Source records:
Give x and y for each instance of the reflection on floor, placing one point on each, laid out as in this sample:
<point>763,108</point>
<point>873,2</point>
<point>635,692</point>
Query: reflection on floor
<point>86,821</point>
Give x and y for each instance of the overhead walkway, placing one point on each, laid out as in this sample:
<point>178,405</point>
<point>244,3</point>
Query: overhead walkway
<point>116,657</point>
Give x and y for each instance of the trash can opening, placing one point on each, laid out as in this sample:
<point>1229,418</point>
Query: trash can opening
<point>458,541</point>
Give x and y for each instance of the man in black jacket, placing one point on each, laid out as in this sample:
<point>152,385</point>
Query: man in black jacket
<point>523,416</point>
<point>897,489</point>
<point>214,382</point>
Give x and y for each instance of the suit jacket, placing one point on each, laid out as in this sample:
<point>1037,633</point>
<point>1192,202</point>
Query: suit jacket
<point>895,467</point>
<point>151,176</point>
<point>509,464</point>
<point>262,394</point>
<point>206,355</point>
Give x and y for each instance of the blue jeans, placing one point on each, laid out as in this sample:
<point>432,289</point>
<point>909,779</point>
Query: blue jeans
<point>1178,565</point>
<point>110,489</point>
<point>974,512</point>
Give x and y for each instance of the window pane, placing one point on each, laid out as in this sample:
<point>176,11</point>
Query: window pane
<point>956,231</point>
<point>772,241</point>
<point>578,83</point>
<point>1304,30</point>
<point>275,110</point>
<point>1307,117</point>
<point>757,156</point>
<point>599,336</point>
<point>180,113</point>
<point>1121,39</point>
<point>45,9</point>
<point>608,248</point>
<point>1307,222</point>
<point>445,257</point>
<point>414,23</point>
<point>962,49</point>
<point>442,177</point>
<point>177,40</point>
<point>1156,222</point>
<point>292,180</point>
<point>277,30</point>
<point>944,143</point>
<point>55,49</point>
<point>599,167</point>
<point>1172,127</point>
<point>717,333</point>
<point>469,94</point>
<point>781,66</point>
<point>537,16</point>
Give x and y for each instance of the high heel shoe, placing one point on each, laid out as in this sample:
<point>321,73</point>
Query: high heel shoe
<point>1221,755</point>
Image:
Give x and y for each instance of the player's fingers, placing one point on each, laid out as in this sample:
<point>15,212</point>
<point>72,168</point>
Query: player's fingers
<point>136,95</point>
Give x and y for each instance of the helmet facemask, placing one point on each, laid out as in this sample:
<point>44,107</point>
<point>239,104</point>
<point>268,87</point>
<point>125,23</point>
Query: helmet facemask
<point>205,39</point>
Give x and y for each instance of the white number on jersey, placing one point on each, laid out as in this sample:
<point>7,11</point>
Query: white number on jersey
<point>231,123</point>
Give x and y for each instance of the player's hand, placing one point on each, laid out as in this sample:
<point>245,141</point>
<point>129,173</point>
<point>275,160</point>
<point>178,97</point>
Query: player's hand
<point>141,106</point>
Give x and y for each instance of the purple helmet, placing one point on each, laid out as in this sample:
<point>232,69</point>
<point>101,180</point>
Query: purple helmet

Work to be completed:
Scan the lines above, and whenever one holds the string "purple", copy it.

Task response:
Give x and y for each instance of the purple helmet, placing one point on each, laid out as in this sample:
Query: purple helmet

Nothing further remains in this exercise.